Dataset entries:
_ _ _

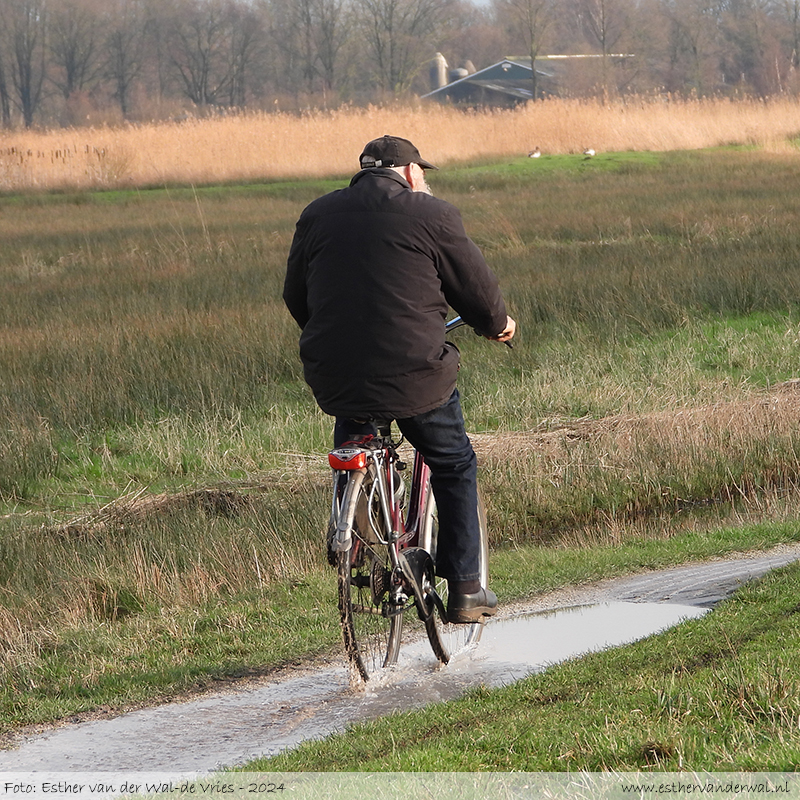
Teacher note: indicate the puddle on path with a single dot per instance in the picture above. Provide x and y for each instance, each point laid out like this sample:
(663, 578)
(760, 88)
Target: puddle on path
(198, 736)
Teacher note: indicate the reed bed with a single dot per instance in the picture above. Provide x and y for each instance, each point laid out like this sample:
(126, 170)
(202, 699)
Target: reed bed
(145, 356)
(260, 146)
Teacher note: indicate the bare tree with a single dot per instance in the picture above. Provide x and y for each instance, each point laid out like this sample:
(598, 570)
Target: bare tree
(124, 48)
(24, 22)
(532, 19)
(74, 34)
(401, 37)
(200, 41)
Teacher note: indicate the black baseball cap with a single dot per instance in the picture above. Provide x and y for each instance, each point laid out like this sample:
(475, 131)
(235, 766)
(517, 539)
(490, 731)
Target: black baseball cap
(391, 151)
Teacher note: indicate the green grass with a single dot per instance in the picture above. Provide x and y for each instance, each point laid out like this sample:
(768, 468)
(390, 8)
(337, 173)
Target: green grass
(721, 693)
(133, 649)
(144, 349)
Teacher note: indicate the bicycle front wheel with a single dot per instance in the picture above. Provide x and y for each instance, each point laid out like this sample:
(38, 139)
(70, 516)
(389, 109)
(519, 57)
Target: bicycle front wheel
(371, 624)
(447, 639)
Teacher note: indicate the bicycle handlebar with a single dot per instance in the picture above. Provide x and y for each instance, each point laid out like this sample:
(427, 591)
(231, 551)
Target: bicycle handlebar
(458, 322)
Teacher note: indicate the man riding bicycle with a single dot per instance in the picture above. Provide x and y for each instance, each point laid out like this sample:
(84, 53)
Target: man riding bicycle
(372, 271)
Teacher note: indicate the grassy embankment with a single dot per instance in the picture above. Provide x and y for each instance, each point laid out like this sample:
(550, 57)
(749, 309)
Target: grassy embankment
(145, 350)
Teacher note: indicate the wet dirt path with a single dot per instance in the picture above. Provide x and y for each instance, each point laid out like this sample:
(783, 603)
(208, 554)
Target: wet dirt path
(198, 736)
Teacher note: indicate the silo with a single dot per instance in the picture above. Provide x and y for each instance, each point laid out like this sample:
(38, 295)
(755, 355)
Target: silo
(438, 72)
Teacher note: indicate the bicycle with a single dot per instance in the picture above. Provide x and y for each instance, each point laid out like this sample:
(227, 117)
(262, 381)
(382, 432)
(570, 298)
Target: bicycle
(384, 548)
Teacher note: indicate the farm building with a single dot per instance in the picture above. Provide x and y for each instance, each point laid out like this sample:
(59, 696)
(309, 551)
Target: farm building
(506, 83)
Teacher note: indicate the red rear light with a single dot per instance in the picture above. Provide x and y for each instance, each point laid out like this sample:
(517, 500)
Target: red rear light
(347, 458)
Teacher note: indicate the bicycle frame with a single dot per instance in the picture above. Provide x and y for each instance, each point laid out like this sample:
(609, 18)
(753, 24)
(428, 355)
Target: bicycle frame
(384, 550)
(404, 531)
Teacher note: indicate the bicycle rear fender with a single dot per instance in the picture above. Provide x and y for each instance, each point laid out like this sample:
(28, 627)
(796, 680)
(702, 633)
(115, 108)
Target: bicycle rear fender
(343, 539)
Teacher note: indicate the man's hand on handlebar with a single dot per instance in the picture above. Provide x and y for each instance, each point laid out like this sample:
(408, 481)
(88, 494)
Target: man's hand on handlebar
(507, 334)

_ _ _

- [Exercise directions]
Each line of the data above is to be output exactly; the pictures are not to appear.

- [Task response]
Teacher note: indicate the puddle on path with a single dot per instance in the picture above. Provide x and y for each instance, each point laid out like this sample:
(663, 578)
(760, 88)
Target: puddle on path
(198, 736)
Teacher note: indicate the reed bed with a single dot per instance in the picture above. Provide x and y for each instance, each point laid out like this sample:
(126, 170)
(202, 699)
Target: reed bed
(145, 356)
(260, 146)
Teacher note: indicate the bare tree with a single dot per instance in the picture above. Provide x and y for each instance, each point laid out like this sample:
(598, 570)
Target: bare tree
(124, 48)
(24, 22)
(532, 19)
(74, 34)
(401, 37)
(200, 41)
Teacher note: indicate the black baseball cap with a single dot per instance in the picture above. Provide x and y for each instance, each point laid out like this sample:
(475, 131)
(235, 766)
(517, 539)
(490, 731)
Target: black baseball cap
(391, 151)
Teacher note: indicate the green grass with a single dot per instance in the picture above. Provide x and y for each instance, each point laid out like this sample:
(768, 468)
(390, 8)
(337, 173)
Target: green grass
(721, 693)
(133, 649)
(144, 349)
Teacher note: indicate the bicycle front wheel with a single dot per instance in the picture above. Provide x and y for each instance, each point laid out like this sample:
(38, 139)
(70, 516)
(389, 109)
(519, 57)
Target: bicycle front wheel
(371, 624)
(447, 639)
Teacher note: indicate the bicycle handlebar with a single dot per instance in the picture above. Provide x and y for each instance, each point laid out like this sample:
(427, 591)
(231, 551)
Target: bicycle handlebar
(458, 322)
Teacher note: indicate the man riding bicycle with a single dot per instance in the picture above. Provide x and y for each instance, each point laid out like this sample:
(84, 53)
Target: man riding bicycle
(372, 271)
Teacher note: indicate the grassy embankment with a single dot per instance in the picture above. Provide x and y for each instance, each point laid out like this sample:
(550, 57)
(749, 309)
Target: grassy embankment
(145, 350)
Teacher note: indicate the wet dirt path with a single dot per instance in the picture above. Provide x and y for each instance, each point laid out like this sample:
(783, 603)
(208, 554)
Target: wet dirt path
(198, 736)
Teacher note: indicate the silo with a single dot per instance in the picture above. Provide x and y for each instance, each point laid out like this sample:
(38, 295)
(755, 355)
Target: silo
(438, 72)
Teacher note: indicate the bicycle with a single dot per instance in the picture above. Provide x and y for each instance, each point laid out like this sample:
(227, 117)
(262, 381)
(382, 432)
(570, 298)
Target: bicycle
(384, 548)
Teacher note: indicate the farm building with a single dot per instance in the picture above. Provide x and y for each instance, each point laid out like this sample:
(59, 696)
(309, 551)
Target: farm building
(506, 83)
Teacher note: indicate the red rear light with a single dot per instance in the picture above. Provide x and y for each instance, each point laid out like this sample:
(517, 500)
Target: red rear light
(347, 458)
Teacher note: indicate the bicycle frame with a single dot per instance in the picture above. Provide x and y for each instance, each point laid out like this sample:
(609, 18)
(753, 24)
(428, 355)
Target: bicycle frame
(384, 550)
(404, 531)
Teacher note: indicate the bicycle rear fender with a single dot per instance in the picture above. Provide x and y for each instance, each point laid out like this sample:
(28, 627)
(796, 680)
(702, 633)
(115, 108)
Target: bicycle rear fender
(343, 539)
Teacher note: indicate the man's hand on handlebar with a single dot per instance in the picture above. Provide x and y for each instance, each point laid out like this sample:
(408, 481)
(88, 494)
Target: man's hand on handlebar
(507, 334)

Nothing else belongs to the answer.